:: TEXT SEGMENT ::
= = = =

Sandberg@Mediapark

masterclass digital storytelling


Annelys de Vet headed the masterclass for digital storytelling from 2010 to 2019. Every year eight anti-disciplinary teams of, among others, program makers, designers, journalists, data analysts and new media artists, worked intensively for six months on concepts for new media applications, based on a research question formulated by themselves. They were fed by inspiring speakers from home and abroad, and each year by two constructive specialists. The innovative projects resulted in a public presentation and new partnerships with media- and cultural platforms. In addition, there is collaboration with several other partner organizations from culture and media, who were all committed to talent development and innovation.

It was organized by the Sandberg Institute, the master's degree program at the Gerrit Rietveld Academy in Amsterdam, and the Netherlands Institute for Image and Sound in Hilversum. Each edition had a different, urgent, socially engaged and technological inspired theme. The Sandberg@Mediapark-masterclass was the successor of Sandberg@Mediafonds; a successful innovation-lab that was organized by the Sandberg Institute and the Dutch Mediafonds.

ARTIFICIAL IMAGINATION, 2019

masterclass digital storytelling SANDBERG@MEDIAPARK

How imagination can save our future. This edition of the masterclass focuseD on alternative future scenarios. The emphasis is on the importance of utopian imagination and speculative fiction to transcend the digital dystopias that dominate our imagination, and to sketch a future in which we actually want to live. We are looking for alternatives to biased algorithms, disproportionate revenue models and disruptive upscaling. Towards avoidances for the techno-capitalism of Silicon Valley and the Chinese data dictatorship. Towards scenarios that offer space for other values and world views and in which the future is illuminated from multiple perspectives.


TECHNOLOGY AS RELIGION, 2018

masterclass digital storytelling SANDBERG@MEDIAPARK

Our belief in technology is starting to take on religious forms. We now ask our questions about the Road, our Truth and Life to the algorithms of Google and other tech giants. With our smartphones we feed these algorithms with the most personal data, until they know us better than we do ourselves. In return, they give us all the answers, send us our love lives, absorb our sins and reward us with dopamine. Do we actually want this? The participants in the master class explored the tension between ethics and technology. For example, how can technology be used to form communities, and how are rituals part of that? If technology is religion, are designers the high priests of that religion? The social, religious and technological belief systems of the participants were also critically questioned. How explicit do they make these in their work? And what new forms can be found for this?

= = = =

:: EXERCISES ::
1) Please list the professions that the text about the Sandberg@Mediapark masterclass names among the members of its teams.
2) Carry on the text about the Sandberg@Mediapark masterclass from the point where it stops.
The entries have nothing to do with any of this.

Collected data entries
= = = =

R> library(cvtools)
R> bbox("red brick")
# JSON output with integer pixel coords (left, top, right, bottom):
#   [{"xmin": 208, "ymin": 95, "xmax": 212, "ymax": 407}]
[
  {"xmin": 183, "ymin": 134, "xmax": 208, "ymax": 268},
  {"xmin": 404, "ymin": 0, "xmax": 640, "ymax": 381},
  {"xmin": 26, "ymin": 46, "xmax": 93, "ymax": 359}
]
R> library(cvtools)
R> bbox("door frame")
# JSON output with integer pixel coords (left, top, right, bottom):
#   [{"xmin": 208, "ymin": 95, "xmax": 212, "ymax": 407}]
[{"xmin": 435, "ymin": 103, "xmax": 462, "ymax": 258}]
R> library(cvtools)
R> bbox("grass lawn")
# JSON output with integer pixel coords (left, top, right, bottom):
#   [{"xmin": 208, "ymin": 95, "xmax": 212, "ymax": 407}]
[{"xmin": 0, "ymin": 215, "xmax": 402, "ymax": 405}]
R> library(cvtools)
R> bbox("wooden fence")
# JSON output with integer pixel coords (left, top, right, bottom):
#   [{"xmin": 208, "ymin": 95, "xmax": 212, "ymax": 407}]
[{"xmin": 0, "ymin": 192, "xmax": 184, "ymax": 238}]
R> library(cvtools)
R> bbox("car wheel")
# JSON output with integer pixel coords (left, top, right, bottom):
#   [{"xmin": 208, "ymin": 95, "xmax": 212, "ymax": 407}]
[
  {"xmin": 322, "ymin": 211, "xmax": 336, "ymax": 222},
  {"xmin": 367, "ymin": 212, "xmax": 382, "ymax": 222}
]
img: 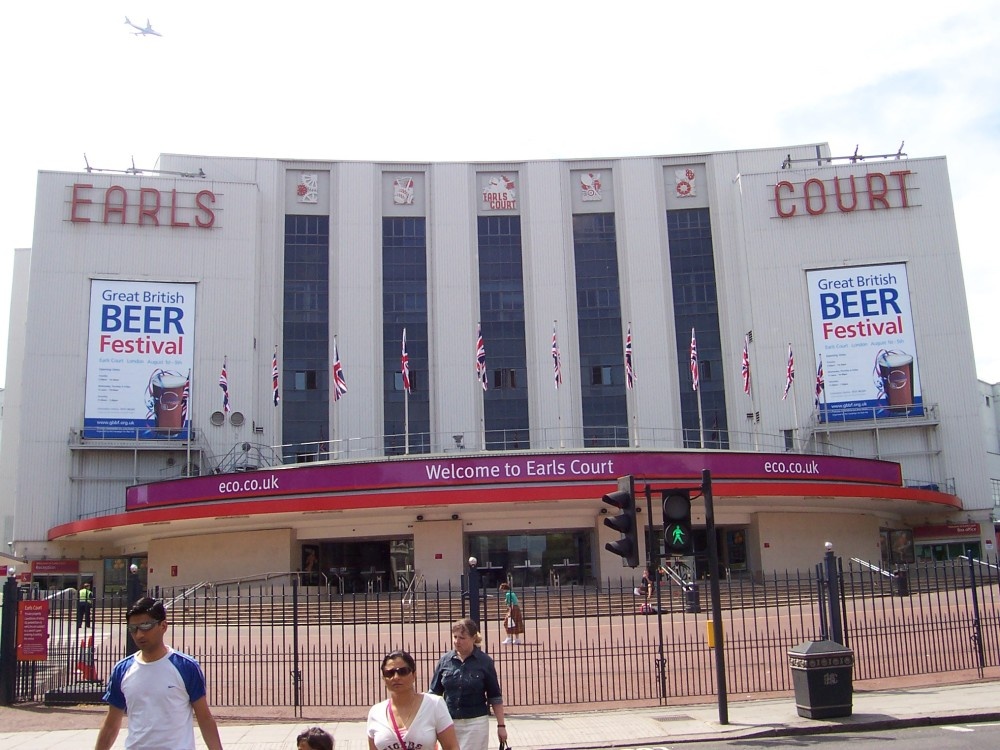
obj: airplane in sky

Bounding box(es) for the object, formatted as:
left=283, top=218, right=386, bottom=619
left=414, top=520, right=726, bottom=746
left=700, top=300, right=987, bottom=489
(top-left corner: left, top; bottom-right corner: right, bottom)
left=125, top=16, right=163, bottom=36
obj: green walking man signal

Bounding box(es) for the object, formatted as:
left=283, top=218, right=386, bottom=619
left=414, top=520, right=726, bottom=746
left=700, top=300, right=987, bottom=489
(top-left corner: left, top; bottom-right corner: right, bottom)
left=663, top=489, right=694, bottom=555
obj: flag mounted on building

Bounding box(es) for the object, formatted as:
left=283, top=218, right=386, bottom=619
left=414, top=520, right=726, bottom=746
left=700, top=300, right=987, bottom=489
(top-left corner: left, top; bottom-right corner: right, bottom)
left=552, top=323, right=562, bottom=389
left=625, top=323, right=635, bottom=391
left=219, top=357, right=231, bottom=414
left=816, top=354, right=826, bottom=409
left=781, top=344, right=795, bottom=401
left=271, top=347, right=281, bottom=406
left=333, top=338, right=347, bottom=401
left=691, top=328, right=701, bottom=391
left=476, top=323, right=488, bottom=391
left=740, top=335, right=750, bottom=396
left=400, top=328, right=410, bottom=393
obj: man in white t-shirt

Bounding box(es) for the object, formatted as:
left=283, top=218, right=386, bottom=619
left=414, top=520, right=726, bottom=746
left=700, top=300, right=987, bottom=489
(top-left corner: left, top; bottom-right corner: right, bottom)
left=95, top=597, right=222, bottom=750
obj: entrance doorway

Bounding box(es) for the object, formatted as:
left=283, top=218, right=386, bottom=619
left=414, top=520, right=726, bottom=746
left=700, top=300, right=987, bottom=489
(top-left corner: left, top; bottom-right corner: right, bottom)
left=302, top=539, right=413, bottom=594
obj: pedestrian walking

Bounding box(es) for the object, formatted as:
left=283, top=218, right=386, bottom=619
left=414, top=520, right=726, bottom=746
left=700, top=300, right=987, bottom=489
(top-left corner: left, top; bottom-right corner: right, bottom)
left=95, top=596, right=222, bottom=750
left=500, top=583, right=524, bottom=645
left=295, top=727, right=333, bottom=750
left=428, top=617, right=507, bottom=750
left=368, top=651, right=464, bottom=750
left=76, top=581, right=94, bottom=630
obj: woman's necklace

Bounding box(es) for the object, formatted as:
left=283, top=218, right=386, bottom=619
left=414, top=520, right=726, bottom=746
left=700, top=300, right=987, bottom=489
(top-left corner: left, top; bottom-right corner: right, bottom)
left=389, top=693, right=423, bottom=727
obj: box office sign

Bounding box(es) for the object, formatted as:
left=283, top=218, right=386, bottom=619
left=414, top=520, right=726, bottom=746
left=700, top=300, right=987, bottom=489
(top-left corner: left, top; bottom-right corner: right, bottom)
left=83, top=279, right=195, bottom=440
left=806, top=263, right=923, bottom=422
left=17, top=599, right=49, bottom=661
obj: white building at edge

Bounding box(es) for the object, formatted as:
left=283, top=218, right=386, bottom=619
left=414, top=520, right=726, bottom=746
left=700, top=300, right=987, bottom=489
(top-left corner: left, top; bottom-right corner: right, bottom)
left=0, top=144, right=997, bottom=592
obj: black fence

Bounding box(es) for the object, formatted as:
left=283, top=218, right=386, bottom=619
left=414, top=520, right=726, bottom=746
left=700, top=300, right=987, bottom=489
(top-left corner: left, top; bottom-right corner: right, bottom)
left=5, top=558, right=1000, bottom=716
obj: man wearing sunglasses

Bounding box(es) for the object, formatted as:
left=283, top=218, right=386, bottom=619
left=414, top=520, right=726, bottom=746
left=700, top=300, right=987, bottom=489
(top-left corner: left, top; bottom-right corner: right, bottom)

= = = =

:: RESPONSES BY TASK ::
1) program makers, designers, journalists, data analysts, new media artists

2)
Guidance masterclass 2018: Anna Pedroli en Rogier Klomp. Participating makers: Merel Barends & Hasna El Maroudi , Winny de Jong & Arnoud Traa, Martijn Kieft & Leon van Oord, Reber Dosky & Klasien van de Zandschulp, Frank Bosma & Dorian de Rijk, Cyanne van den Houten & Frederique Melman, Selby Gildemacher & Dirk Vis, Jelle Klumpenaar & Janna Ullrich. Production: Charlotte Corstanje

Compilation final presentation Masterclass Sandberg@Mediapark 24 May 2018

RADICAL IMAGINATION, 2017

OPENING CONFERENCE SANDBERG@MEDIAPARK MASTERCLASS, 2017

We live in radical times. This is a tipping point - for the environment, social equality, politics and certainly for our media, imagination and technology. More and more artists, opinion makers and thinkers are calling for a new constructive radicalism, inspiring forms of collaboration, subversive art and extreme alternatives. Under the guidance of Anna Pedroli, Juha van 't Zelfde and Dimitri Nieuwenhuizen, eight anti-disciplinary teams from, among others, program makers, designers, journalists, data analysts and new media artists worked closely together. For six months they have been looking for new media applications: radical forms of moving images, interaction, design, journalism and film. The masterclass kicked of with a conference and the teams presented their innovative projects at the end of the masterclass.

Conference on new narratives and unpredictable storytelling, organized by Sandberg Instituut Design Department (Annelys de Vet) in collaboration with and at Beeld & Geluid (Hilversum).

Tereza Ruller, The Rodina: Performance Introduction

RADICAL IMAGINATION, Juha van ’t Zelfde, Curator, DJ en artistiek directeur Lighthouse Brighton UK

RADICALIZATION OF THE YOUTH, Andrea Karch, Master student Ontwerpen, Sandberg Instituut

 

DIPSAUS, Anousha Nzume, co-founder ‘Dipsaus’, podcast by and for women of colour and those interested in another sound

SMARTPHONE ORCHESTRA, Steye Hallema, Musician, designer and VR-specialist

PROPAGANDA BY THE PEOPLE, Rogier Klomp (Klomp TV, This is propaganda), Janneke de Rooij( Ohyescoolgreat, designer)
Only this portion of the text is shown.